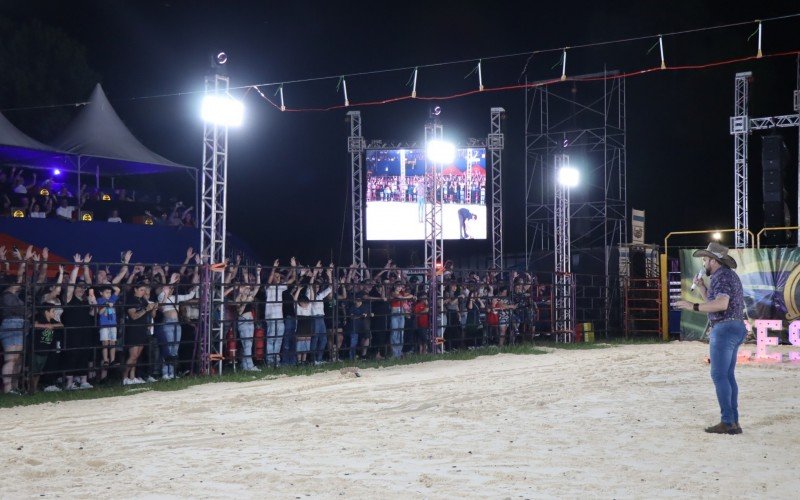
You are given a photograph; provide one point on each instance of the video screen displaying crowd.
(25, 194)
(75, 325)
(454, 189)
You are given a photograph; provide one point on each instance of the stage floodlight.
(569, 176)
(222, 110)
(441, 152)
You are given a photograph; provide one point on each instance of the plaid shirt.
(726, 282)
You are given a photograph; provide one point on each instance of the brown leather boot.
(721, 428)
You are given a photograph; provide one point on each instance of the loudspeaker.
(774, 158)
(638, 260)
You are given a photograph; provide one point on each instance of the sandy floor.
(619, 422)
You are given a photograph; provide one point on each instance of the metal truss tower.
(587, 122)
(741, 126)
(562, 306)
(356, 146)
(434, 242)
(740, 129)
(212, 218)
(495, 145)
(433, 204)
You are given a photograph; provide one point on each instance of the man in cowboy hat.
(723, 301)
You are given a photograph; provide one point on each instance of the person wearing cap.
(723, 301)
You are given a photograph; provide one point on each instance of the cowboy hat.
(717, 252)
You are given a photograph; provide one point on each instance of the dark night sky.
(289, 172)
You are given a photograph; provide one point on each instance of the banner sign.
(637, 226)
(770, 279)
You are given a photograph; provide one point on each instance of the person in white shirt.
(316, 296)
(19, 184)
(169, 332)
(273, 310)
(64, 210)
(37, 213)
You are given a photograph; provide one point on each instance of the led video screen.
(396, 201)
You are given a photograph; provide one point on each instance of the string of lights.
(341, 79)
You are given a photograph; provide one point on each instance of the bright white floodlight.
(569, 176)
(222, 110)
(441, 151)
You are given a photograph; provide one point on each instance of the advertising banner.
(770, 279)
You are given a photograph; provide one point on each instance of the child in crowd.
(107, 321)
(46, 333)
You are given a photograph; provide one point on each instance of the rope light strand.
(759, 54)
(528, 54)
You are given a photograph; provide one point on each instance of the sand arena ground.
(619, 422)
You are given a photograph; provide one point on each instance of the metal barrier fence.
(76, 325)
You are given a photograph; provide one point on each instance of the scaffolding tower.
(562, 287)
(587, 121)
(213, 223)
(356, 146)
(495, 144)
(741, 126)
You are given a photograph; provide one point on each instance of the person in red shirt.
(423, 331)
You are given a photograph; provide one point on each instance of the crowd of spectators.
(25, 194)
(455, 188)
(75, 325)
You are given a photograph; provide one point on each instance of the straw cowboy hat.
(717, 252)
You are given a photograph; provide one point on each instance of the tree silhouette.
(42, 67)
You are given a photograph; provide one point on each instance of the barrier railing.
(76, 325)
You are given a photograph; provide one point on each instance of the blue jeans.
(275, 330)
(724, 341)
(353, 344)
(320, 339)
(169, 337)
(246, 329)
(288, 347)
(398, 322)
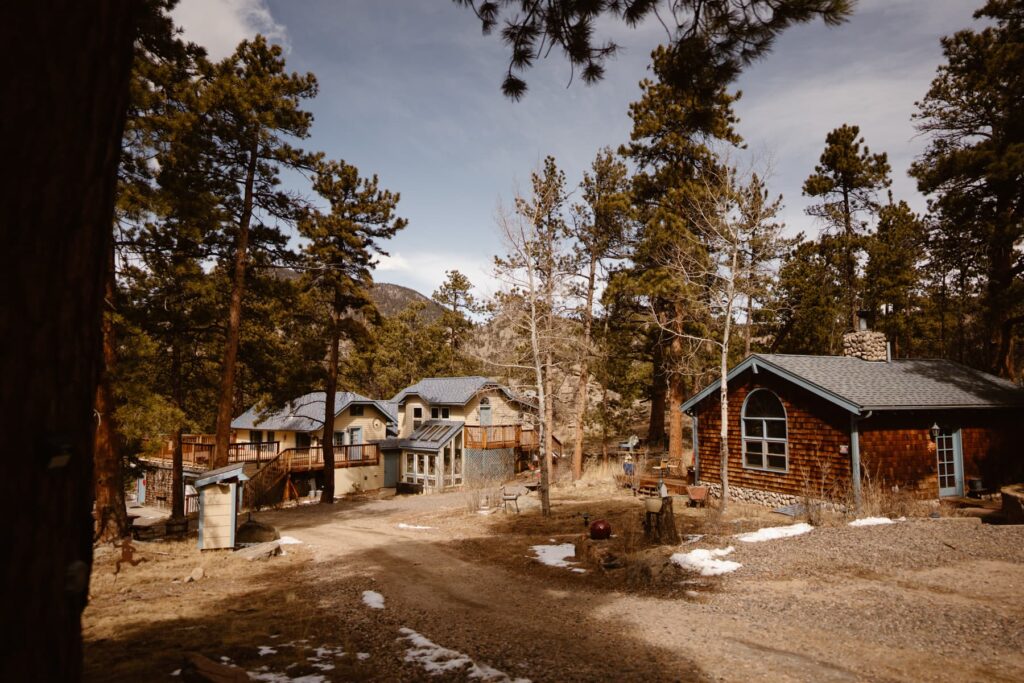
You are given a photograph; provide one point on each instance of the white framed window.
(765, 432)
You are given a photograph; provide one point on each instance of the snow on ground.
(436, 659)
(556, 556)
(772, 532)
(706, 561)
(870, 521)
(373, 599)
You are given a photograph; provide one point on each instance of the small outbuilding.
(219, 502)
(818, 426)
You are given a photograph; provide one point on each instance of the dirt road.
(464, 597)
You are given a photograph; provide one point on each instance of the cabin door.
(950, 462)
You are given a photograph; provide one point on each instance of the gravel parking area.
(465, 597)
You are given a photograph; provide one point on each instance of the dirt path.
(847, 625)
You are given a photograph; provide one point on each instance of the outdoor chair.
(511, 496)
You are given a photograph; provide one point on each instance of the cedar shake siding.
(897, 450)
(815, 431)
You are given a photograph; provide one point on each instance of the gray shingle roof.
(306, 413)
(449, 390)
(900, 384)
(431, 435)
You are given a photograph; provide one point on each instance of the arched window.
(764, 432)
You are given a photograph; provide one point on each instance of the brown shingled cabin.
(802, 424)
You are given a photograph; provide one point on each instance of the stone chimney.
(864, 343)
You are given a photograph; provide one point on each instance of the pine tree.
(339, 256)
(847, 180)
(599, 227)
(893, 272)
(974, 166)
(251, 108)
(455, 296)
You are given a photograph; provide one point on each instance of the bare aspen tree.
(733, 239)
(536, 275)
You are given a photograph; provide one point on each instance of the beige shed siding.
(352, 479)
(345, 421)
(218, 522)
(503, 412)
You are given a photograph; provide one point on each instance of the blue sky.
(410, 91)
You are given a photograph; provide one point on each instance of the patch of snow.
(870, 521)
(706, 561)
(773, 532)
(373, 599)
(436, 659)
(556, 555)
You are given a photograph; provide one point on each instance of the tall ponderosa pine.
(847, 180)
(711, 40)
(892, 276)
(455, 296)
(600, 226)
(674, 131)
(252, 109)
(339, 256)
(974, 165)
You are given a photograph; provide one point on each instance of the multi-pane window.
(764, 432)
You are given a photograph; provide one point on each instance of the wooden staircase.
(261, 489)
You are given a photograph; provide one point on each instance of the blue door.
(354, 438)
(950, 462)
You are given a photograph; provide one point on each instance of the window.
(764, 432)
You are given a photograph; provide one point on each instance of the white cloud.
(220, 25)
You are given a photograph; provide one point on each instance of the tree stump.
(659, 526)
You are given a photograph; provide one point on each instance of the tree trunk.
(112, 516)
(66, 102)
(581, 414)
(677, 390)
(226, 402)
(327, 498)
(659, 386)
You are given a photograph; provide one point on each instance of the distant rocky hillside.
(391, 299)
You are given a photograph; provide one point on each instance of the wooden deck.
(505, 436)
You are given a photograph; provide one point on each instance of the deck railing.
(252, 452)
(311, 458)
(505, 436)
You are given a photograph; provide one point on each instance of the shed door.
(950, 465)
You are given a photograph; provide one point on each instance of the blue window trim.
(765, 439)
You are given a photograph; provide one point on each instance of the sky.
(410, 90)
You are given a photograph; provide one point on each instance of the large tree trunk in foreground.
(331, 387)
(226, 401)
(112, 517)
(659, 386)
(65, 101)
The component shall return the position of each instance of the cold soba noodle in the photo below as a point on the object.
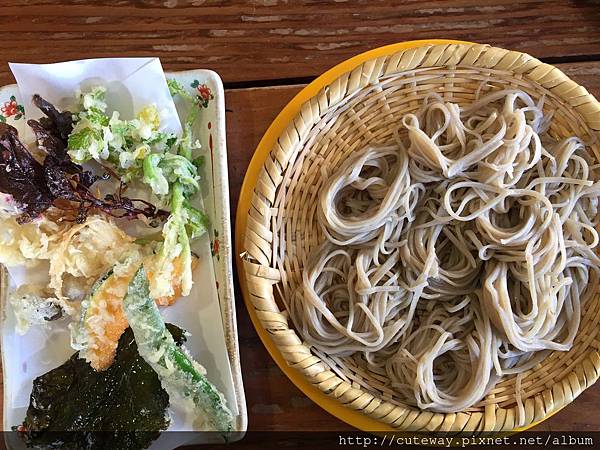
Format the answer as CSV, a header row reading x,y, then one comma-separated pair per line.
x,y
459,254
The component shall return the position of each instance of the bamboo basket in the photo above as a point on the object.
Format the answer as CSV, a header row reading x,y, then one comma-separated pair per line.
x,y
277,220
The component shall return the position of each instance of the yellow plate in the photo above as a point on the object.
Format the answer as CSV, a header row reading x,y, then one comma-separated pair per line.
x,y
350,416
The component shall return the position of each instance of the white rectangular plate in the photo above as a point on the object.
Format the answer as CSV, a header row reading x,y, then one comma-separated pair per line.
x,y
22,361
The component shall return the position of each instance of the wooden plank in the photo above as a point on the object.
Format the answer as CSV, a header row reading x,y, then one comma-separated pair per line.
x,y
274,39
274,403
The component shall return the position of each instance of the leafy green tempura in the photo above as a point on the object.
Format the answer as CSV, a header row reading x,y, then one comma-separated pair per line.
x,y
123,407
137,150
180,375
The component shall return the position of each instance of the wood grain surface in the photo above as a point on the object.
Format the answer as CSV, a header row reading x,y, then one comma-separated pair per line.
x,y
265,51
274,39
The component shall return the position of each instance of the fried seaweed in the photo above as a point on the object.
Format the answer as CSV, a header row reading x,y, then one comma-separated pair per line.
x,y
75,407
58,181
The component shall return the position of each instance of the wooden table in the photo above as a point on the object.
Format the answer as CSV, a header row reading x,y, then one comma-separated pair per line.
x,y
266,51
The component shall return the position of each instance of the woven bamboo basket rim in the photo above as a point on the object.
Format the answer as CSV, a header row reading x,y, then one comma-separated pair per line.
x,y
557,381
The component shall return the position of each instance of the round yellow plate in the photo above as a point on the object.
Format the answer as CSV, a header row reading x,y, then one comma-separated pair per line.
x,y
354,418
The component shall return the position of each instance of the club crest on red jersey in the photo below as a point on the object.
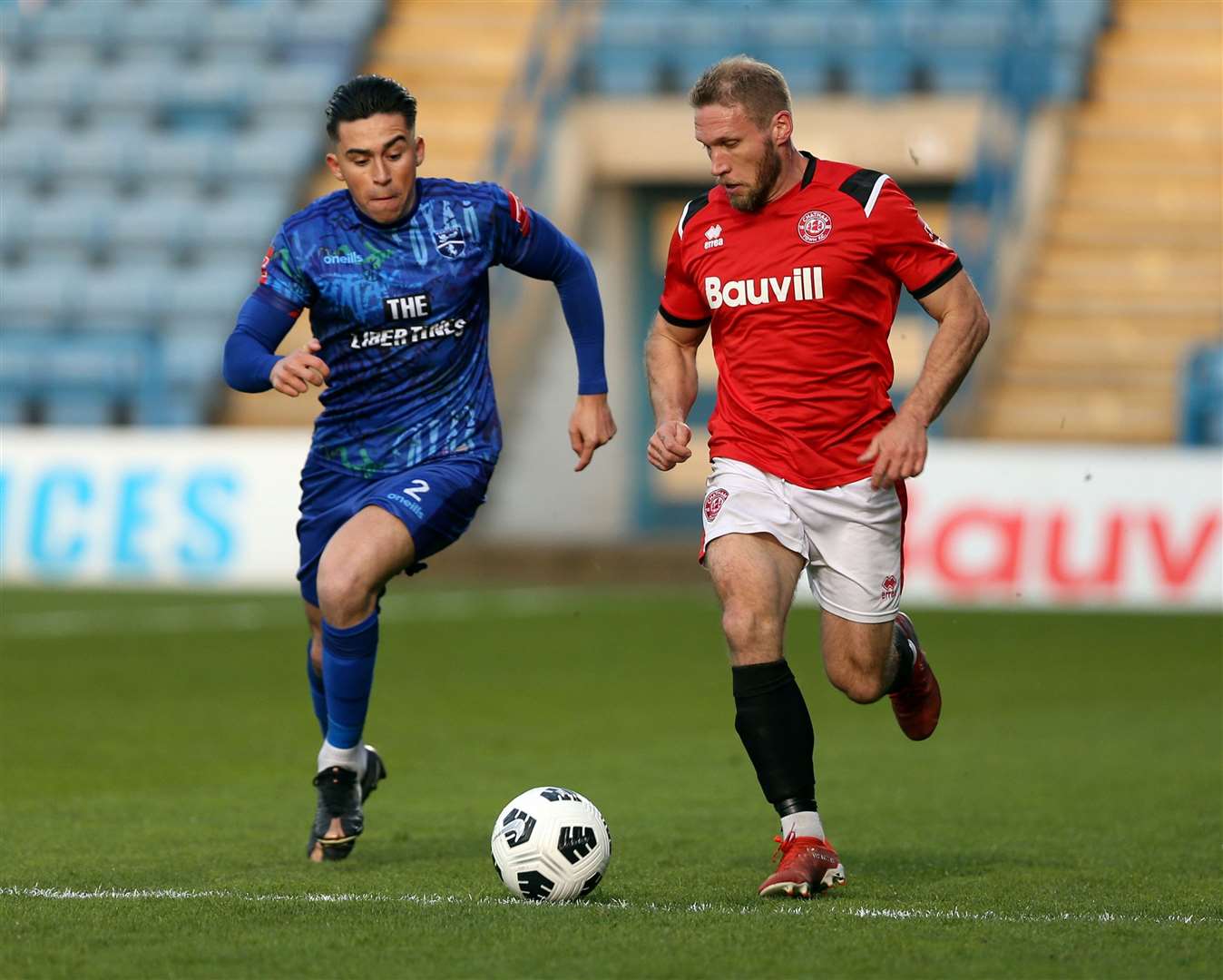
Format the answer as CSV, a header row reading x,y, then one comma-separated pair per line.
x,y
815,227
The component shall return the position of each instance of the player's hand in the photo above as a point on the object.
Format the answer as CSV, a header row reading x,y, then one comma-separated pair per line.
x,y
898,450
590,426
294,375
668,446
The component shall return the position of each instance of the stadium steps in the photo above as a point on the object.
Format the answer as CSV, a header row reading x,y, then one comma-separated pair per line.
x,y
1128,277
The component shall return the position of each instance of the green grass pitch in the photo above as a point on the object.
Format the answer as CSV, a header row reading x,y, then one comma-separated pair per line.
x,y
157,755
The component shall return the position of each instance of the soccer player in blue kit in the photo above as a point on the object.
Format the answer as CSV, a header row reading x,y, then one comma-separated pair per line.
x,y
394,270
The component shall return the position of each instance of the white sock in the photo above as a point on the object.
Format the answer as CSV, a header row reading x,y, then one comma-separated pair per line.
x,y
350,759
804,824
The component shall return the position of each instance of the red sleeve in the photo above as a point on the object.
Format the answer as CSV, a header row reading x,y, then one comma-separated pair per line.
x,y
909,248
681,304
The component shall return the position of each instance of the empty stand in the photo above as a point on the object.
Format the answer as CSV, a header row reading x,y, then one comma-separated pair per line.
x,y
1127,279
150,151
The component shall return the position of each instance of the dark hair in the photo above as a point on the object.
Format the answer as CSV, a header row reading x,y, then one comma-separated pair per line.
x,y
758,88
367,95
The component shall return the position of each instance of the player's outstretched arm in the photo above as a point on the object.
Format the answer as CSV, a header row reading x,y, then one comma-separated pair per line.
x,y
590,426
670,373
251,364
899,450
294,373
542,251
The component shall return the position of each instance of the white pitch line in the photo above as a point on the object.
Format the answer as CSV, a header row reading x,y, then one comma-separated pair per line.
x,y
245,615
768,908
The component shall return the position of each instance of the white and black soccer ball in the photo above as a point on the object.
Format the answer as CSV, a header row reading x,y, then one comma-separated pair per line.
x,y
551,845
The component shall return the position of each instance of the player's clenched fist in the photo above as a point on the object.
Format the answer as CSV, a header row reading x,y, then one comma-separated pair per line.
x,y
668,446
294,375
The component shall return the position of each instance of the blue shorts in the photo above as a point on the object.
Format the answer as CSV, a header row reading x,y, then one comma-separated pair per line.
x,y
435,502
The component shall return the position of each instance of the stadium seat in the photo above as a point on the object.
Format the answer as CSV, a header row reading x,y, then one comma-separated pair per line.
x,y
1202,400
159,148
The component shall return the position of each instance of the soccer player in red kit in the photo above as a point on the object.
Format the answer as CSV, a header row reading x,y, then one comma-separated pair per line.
x,y
797,264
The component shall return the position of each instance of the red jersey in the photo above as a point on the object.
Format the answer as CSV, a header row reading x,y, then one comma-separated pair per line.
x,y
801,296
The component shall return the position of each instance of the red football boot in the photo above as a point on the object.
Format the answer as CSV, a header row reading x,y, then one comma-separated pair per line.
x,y
807,867
919,705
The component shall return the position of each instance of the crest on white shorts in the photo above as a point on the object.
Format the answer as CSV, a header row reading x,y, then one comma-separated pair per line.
x,y
815,227
713,503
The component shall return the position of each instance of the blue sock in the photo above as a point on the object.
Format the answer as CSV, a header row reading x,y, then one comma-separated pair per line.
x,y
347,678
316,691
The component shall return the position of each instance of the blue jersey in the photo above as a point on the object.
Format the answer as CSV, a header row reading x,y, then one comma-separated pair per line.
x,y
401,312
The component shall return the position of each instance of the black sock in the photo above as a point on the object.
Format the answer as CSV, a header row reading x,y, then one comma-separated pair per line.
x,y
906,659
773,722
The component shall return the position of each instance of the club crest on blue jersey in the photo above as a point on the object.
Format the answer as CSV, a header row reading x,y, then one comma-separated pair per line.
x,y
449,241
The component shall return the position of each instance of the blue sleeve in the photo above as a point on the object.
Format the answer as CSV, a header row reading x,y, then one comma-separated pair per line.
x,y
249,352
534,246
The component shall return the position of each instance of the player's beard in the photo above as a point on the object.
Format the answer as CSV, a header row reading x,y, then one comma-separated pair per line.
x,y
767,172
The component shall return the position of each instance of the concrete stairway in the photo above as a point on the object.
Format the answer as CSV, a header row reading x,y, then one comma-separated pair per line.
x,y
1129,268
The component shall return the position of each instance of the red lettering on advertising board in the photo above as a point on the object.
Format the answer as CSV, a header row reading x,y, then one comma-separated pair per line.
x,y
1178,569
1108,568
1004,527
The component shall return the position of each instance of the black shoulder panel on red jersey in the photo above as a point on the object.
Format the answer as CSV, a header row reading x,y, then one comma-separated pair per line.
x,y
691,208
860,183
810,172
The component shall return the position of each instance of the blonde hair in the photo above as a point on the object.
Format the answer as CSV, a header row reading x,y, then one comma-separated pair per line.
x,y
758,88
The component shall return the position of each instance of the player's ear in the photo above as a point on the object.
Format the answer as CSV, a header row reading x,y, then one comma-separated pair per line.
x,y
783,127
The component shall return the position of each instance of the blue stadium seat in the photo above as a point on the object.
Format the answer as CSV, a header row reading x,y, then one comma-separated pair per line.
x,y
150,152
1202,397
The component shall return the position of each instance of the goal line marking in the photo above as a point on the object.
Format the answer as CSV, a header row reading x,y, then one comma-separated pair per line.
x,y
712,908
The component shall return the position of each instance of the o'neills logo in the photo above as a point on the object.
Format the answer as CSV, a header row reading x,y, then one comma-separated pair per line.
x,y
802,284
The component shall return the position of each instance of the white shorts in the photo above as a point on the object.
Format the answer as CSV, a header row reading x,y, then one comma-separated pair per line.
x,y
851,537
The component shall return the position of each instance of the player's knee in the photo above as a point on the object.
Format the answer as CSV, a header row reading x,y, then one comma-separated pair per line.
x,y
858,683
748,631
344,593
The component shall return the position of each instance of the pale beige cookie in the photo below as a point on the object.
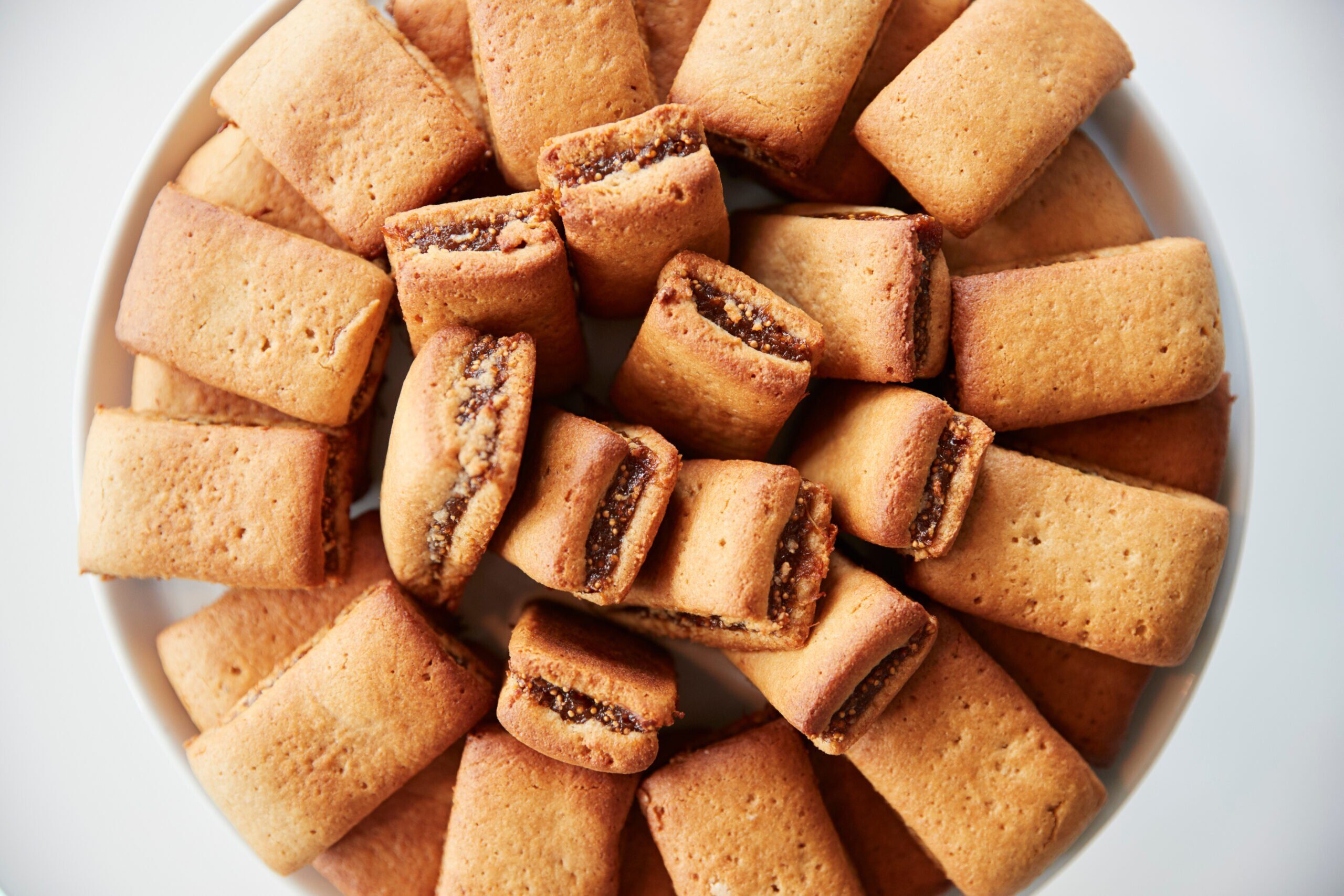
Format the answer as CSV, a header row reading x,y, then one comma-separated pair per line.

- **WHAT IS BEING ASKED**: Repeat only the lines from the one with "the player's ear" through the end of the data, both included and exactly as written. Pictures stay out of the copy.

- **WORKED SOLUTION**:
The component shall return the position of each instance of the player's ear in the photo above as a point on the object.
Format the answer as CSV, a header row reading x,y, then one comma-separated pair per line.
x,y
783,127
The component shall return the position of each instance of the blue stadium seat in the photo above as a point on the object.
Format the answer as CSV, a header row reading x,y, then one comma-separated pair per line.
x,y
150,152
1202,397
The component shall return the position of each instance of the goal line marking in the photo above as a point on the object.
Format the answer as CSV, a header row reading x,y, then one comma-separated pair per line.
x,y
712,908
The component shall return the position of each instance of the o'neills logo in the photo above as a point on the object.
Format the answer as CSV, a header row reading x,y, then one comma-separated pair per line.
x,y
802,284
The component shall return the position of each instance of the white shorts in the photo above as a point on the object.
Format the answer as CSV, a header row reading x,y, then one comma-separated pair per line.
x,y
851,537
The component shall return the position of each instance of the player's knee in the photo above as a point on the object.
Format the answer as CSV, a header row reading x,y, then one comma-separated pair per line.
x,y
858,683
748,631
344,593
The component shall return the position of each instance of the pale beige cookie in the photo below as a point on the object.
Format the answer as CSV, a header row reading x,y, then one comma-separated pair per line.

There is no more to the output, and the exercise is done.